*Stated task*. Edit the data from the line containing "A classifier flagged the dog nose" through the end, replacing "classifier" with "detector" and leaving all else unchanged. Give back only that stretch.

*Dataset records*.

::::

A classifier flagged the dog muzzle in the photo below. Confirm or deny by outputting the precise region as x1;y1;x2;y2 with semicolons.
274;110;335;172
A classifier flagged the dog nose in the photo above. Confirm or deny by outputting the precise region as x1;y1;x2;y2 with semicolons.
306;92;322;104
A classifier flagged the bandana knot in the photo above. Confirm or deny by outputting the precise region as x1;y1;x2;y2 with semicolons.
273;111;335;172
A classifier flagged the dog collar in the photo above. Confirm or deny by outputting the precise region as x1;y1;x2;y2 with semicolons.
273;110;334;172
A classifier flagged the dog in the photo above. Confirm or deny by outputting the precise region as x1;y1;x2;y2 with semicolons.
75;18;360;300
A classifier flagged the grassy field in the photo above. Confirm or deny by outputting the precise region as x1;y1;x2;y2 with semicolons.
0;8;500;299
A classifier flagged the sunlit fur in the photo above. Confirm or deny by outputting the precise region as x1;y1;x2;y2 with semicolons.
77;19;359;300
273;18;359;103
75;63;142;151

::::

*Task solution*.
A detector flagged the dog nose in the photo above. Confirm or deny by outputting the precise region as x1;y1;x2;y2 with semicolons.
306;92;322;104
A detector flagged the bandana knot in the photo above. Confirm or deny by outputting the precise region as x1;y1;x2;y2 with semicolons.
273;111;335;172
A detector flagged the dog collar in the photo above. Confirm or deny by outputting the precise region as x1;y1;x2;y2 with semicolons.
273;110;334;172
A detector flagged the dog in the photo above. Confirm or deny by outputting the precise region as x1;y1;x2;y2 with semicolons.
75;18;360;300
A detector flagged the grassy field in the photo above. Confirm or deny by outputting the precise region as x1;y1;x2;y2 with semicolons.
0;8;500;299
A detector flagged the sunlit fur in the photo above. Confirm or deny by outputting the precise region as x1;y1;x2;y2 with semicolons.
77;19;359;300
273;18;359;103
75;63;142;151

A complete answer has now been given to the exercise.